The task: Extract all of the rows below and reproduce each one word for word, character for character.
>>>>
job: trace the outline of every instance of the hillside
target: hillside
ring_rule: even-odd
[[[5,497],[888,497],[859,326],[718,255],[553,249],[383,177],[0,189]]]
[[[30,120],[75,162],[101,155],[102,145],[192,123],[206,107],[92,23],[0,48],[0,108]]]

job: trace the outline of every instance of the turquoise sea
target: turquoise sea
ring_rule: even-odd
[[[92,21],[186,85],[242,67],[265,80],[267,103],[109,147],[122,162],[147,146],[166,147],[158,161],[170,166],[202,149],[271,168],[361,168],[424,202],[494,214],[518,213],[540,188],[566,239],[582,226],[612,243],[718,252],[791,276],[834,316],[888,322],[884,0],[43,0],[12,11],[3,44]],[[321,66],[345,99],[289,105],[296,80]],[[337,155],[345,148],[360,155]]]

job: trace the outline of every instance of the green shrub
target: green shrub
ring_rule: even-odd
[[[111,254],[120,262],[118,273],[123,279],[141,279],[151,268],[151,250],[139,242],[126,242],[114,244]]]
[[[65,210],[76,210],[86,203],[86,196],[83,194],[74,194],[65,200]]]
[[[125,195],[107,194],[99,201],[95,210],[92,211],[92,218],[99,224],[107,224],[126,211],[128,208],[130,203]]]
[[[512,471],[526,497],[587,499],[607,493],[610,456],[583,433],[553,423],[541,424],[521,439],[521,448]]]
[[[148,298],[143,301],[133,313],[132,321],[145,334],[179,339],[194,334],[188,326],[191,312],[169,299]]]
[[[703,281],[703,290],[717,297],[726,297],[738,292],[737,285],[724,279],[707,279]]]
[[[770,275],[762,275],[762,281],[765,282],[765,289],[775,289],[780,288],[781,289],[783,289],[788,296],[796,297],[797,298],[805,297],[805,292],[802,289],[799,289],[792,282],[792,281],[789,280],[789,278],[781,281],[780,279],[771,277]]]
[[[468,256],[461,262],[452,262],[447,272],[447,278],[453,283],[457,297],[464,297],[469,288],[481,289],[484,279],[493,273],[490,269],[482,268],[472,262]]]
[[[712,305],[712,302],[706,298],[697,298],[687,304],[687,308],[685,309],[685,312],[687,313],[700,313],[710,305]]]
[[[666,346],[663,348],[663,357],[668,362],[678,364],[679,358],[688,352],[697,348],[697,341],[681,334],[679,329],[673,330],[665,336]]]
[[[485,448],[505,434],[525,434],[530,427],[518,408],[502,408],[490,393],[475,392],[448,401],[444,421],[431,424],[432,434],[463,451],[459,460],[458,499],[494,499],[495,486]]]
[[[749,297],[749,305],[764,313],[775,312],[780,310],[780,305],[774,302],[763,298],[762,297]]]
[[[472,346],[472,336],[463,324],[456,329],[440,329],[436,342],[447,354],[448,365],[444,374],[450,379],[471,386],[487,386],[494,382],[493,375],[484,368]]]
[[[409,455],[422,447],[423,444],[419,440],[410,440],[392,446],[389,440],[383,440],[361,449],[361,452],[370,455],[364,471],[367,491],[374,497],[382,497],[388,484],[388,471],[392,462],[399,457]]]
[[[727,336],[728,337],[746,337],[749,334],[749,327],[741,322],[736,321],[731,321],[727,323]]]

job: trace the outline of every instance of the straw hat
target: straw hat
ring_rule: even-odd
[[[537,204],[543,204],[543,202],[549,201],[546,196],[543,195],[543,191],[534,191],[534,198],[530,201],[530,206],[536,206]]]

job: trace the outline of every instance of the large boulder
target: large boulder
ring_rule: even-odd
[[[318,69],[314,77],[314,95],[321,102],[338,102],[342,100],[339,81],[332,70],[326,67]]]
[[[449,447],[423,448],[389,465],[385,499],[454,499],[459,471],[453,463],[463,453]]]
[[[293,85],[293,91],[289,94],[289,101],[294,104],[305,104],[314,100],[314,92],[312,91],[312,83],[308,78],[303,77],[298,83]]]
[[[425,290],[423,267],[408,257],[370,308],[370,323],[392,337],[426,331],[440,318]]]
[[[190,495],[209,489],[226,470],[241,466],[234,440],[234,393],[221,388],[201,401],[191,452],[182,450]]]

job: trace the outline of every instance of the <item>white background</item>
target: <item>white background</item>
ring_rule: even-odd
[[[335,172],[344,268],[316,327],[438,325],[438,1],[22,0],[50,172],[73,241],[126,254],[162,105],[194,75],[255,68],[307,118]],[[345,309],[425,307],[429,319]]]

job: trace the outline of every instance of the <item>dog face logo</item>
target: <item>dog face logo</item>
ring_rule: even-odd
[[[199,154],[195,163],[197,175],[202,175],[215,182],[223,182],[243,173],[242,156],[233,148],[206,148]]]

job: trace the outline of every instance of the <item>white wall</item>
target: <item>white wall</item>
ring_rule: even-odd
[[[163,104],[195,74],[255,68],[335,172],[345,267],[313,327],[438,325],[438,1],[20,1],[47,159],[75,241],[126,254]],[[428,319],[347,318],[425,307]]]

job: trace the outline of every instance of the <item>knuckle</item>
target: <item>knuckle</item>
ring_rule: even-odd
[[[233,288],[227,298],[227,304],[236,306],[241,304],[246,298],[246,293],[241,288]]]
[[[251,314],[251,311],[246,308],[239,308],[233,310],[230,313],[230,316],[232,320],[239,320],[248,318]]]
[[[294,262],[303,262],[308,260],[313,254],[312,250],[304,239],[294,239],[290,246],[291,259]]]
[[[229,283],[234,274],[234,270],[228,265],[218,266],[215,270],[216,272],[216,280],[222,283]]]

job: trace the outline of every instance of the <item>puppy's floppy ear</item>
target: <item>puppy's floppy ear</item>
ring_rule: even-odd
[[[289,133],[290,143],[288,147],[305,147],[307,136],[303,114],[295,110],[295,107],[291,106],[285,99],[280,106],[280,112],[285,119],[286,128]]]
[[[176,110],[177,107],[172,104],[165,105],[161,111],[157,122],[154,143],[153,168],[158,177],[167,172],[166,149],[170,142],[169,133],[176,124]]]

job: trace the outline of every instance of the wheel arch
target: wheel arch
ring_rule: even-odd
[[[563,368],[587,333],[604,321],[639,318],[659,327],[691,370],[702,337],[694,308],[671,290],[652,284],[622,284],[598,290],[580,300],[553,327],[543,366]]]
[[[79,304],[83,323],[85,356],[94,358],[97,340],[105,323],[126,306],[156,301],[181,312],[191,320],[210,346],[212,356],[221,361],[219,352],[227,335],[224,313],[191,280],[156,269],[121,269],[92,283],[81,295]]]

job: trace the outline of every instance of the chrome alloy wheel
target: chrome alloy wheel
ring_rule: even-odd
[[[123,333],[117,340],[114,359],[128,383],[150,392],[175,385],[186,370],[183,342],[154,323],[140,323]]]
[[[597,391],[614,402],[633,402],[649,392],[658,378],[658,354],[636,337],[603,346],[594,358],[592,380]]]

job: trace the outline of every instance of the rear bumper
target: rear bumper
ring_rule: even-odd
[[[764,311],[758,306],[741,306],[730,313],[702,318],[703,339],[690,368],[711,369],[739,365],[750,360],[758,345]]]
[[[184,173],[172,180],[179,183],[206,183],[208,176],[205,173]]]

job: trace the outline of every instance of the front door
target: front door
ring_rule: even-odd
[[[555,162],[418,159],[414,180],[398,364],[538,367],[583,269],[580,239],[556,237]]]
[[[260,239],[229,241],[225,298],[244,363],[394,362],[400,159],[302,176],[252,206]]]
<<<<
Written answer:
job: trace the outline of every instance of the hillside
target: hillside
ring_rule: even-odd
[[[5,497],[888,497],[859,326],[718,255],[553,249],[383,177],[0,189]]]
[[[30,120],[75,162],[101,155],[102,145],[192,123],[206,107],[92,23],[0,48],[0,108]]]

job: trace the outline of every instance of the turquoise sea
target: turquoise sea
ring_rule: even-odd
[[[92,21],[186,85],[242,67],[265,80],[267,103],[109,147],[122,162],[147,146],[166,147],[158,161],[170,166],[202,149],[271,168],[361,168],[424,202],[494,214],[518,213],[540,188],[566,239],[582,226],[612,243],[718,252],[791,276],[834,316],[888,322],[884,0],[43,0],[12,11],[3,44]],[[321,66],[345,99],[289,105],[296,80]],[[337,155],[345,148],[360,155]]]

job: trace the outline of every instance of the green shrub
target: green shrub
ring_rule: even-odd
[[[111,254],[120,262],[118,273],[123,279],[141,279],[151,268],[151,250],[139,242],[126,242],[114,244]]]
[[[65,210],[76,210],[86,203],[86,196],[83,194],[74,194],[65,200]]]
[[[125,195],[107,194],[99,201],[95,210],[92,211],[92,218],[99,224],[107,224],[126,211],[128,208],[130,203]]]
[[[512,471],[526,497],[587,499],[607,493],[610,456],[583,433],[553,423],[541,424],[521,439],[521,448]]]
[[[148,298],[143,301],[133,313],[132,321],[145,334],[179,339],[194,334],[188,326],[191,312],[169,299]]]
[[[703,281],[703,290],[717,297],[726,297],[738,292],[737,285],[724,279],[707,279]]]
[[[770,275],[762,275],[762,281],[765,282],[765,289],[775,289],[780,288],[781,289],[783,289],[788,296],[796,297],[797,298],[805,297],[805,292],[802,289],[799,289],[792,282],[792,281],[789,280],[789,278],[781,281],[780,279],[771,277]]]
[[[468,256],[461,262],[452,262],[447,272],[447,278],[453,283],[457,297],[464,297],[469,288],[481,289],[484,279],[493,273],[490,269],[482,268],[472,262]]]
[[[712,305],[712,302],[706,298],[697,298],[687,304],[687,308],[685,309],[685,312],[687,313],[700,313],[710,305]]]
[[[666,346],[663,348],[663,357],[668,362],[678,364],[679,358],[688,352],[697,348],[697,341],[681,334],[679,329],[673,330],[665,336]]]
[[[485,448],[505,434],[525,434],[530,427],[518,408],[502,408],[490,393],[475,392],[448,401],[444,421],[431,424],[432,434],[463,451],[459,460],[458,499],[494,499],[495,486]]]
[[[749,297],[749,305],[764,313],[775,312],[780,310],[780,305],[774,302],[763,298],[762,297]]]
[[[472,346],[472,336],[463,324],[456,329],[440,329],[436,342],[447,354],[448,365],[444,374],[450,379],[471,386],[487,386],[494,382],[493,375],[484,368]]]
[[[409,455],[422,447],[423,444],[419,440],[410,440],[392,446],[389,440],[383,440],[361,449],[361,452],[370,455],[364,471],[367,491],[374,497],[382,497],[388,484],[388,471],[392,462],[399,457]]]
[[[727,336],[728,337],[746,337],[749,334],[749,327],[741,322],[736,321],[731,321],[727,323]]]

job: trace the outline of every instance of the straw hat
target: straw hat
ring_rule: even-odd
[[[537,204],[543,204],[543,202],[549,201],[546,196],[543,195],[543,191],[534,191],[534,198],[530,201],[530,206],[536,206]]]

job: trace the outline of every instance of the large boulder
target: large boulder
ring_rule: even-odd
[[[318,69],[314,77],[314,95],[321,102],[338,102],[342,100],[339,81],[332,70],[326,67]]]
[[[449,447],[423,448],[389,465],[385,499],[454,499],[459,471],[453,463],[463,453]]]
[[[293,85],[293,91],[289,94],[289,101],[294,104],[305,104],[314,100],[314,92],[312,91],[312,83],[308,78],[303,77],[298,83]]]
[[[425,290],[423,267],[408,257],[370,308],[370,323],[392,337],[426,331],[440,318]]]
[[[190,495],[209,489],[226,470],[241,466],[234,440],[234,393],[221,388],[201,401],[191,452],[182,450]]]

job: trace the outline of every instance of the <item>white background</item>
target: <item>white background</item>
ring_rule: even-odd
[[[335,172],[344,268],[316,327],[438,325],[438,1],[22,0],[50,172],[73,241],[126,254],[162,105],[194,75],[255,68],[307,118]],[[345,309],[425,307],[429,319]]]

job: trace the outline of every instance of the <item>dog face logo</item>
target: <item>dog face logo</item>
ring_rule: even-odd
[[[199,154],[195,163],[197,175],[202,175],[215,182],[223,182],[243,173],[242,156],[233,148],[206,148]]]

job: trace the outline of every instance of the <item>white wall</item>
target: <item>white wall</item>
ring_rule: even-odd
[[[163,104],[195,74],[255,68],[335,172],[345,267],[313,327],[438,325],[438,1],[20,1],[47,159],[75,241],[126,254]],[[428,319],[347,318],[425,307]]]

job: trace the outline of every instance of the <item>knuckle</item>
target: <item>knuckle</item>
ring_rule: even-odd
[[[233,288],[227,298],[227,304],[236,306],[241,304],[246,298],[246,293],[241,288]]]
[[[251,314],[251,311],[246,308],[239,308],[233,310],[230,313],[230,316],[232,320],[239,320],[248,318]]]
[[[294,262],[303,262],[308,260],[313,254],[312,250],[304,239],[294,239],[290,246],[291,259]]]
[[[229,283],[234,274],[234,270],[228,265],[218,266],[215,270],[216,272],[216,280],[222,283]]]

job: trace the outline of every instance of the <item>puppy's floppy ear</item>
target: <item>puppy's floppy ear</item>
ring_rule: even-odd
[[[289,133],[290,143],[288,147],[305,147],[307,136],[303,114],[295,110],[295,107],[291,106],[285,99],[280,106],[280,112],[285,119],[286,128]]]
[[[176,110],[177,107],[172,104],[165,105],[161,111],[157,122],[154,143],[153,168],[158,177],[167,172],[166,149],[170,142],[169,133],[176,124]]]

job: trace the outline of every instance of the wheel arch
target: wheel arch
ring_rule: even-odd
[[[563,368],[587,333],[604,321],[639,318],[659,327],[691,370],[702,337],[694,308],[671,290],[652,284],[622,284],[598,290],[580,300],[553,327],[543,366]]]
[[[79,304],[83,323],[85,356],[94,358],[97,340],[105,323],[126,306],[156,301],[181,312],[191,320],[210,346],[212,356],[221,361],[219,352],[227,335],[224,313],[191,280],[156,269],[121,269],[92,283],[81,295]]]

job: trace the outline of every instance of the chrome alloy wheel
target: chrome alloy wheel
ring_rule: even-odd
[[[123,333],[117,340],[114,359],[128,383],[150,392],[175,385],[186,370],[183,342],[154,323],[140,323]]]
[[[597,391],[614,402],[633,402],[649,392],[658,378],[658,354],[636,337],[603,346],[594,358],[592,380]]]

job: trace the outline of every instance of the rear bumper
target: rear bumper
ring_rule: even-odd
[[[764,311],[758,306],[741,306],[730,313],[702,318],[703,339],[690,368],[711,369],[739,365],[750,360],[758,345]]]
[[[184,173],[172,180],[179,183],[206,183],[208,176],[205,173]]]

job: trace the outline of every instance of the front door
target: front door
ring_rule: even-odd
[[[555,162],[418,159],[414,180],[398,364],[538,367],[583,269],[580,239],[556,237]]]
[[[260,239],[229,241],[225,298],[244,363],[394,362],[400,159],[302,176],[252,206]]]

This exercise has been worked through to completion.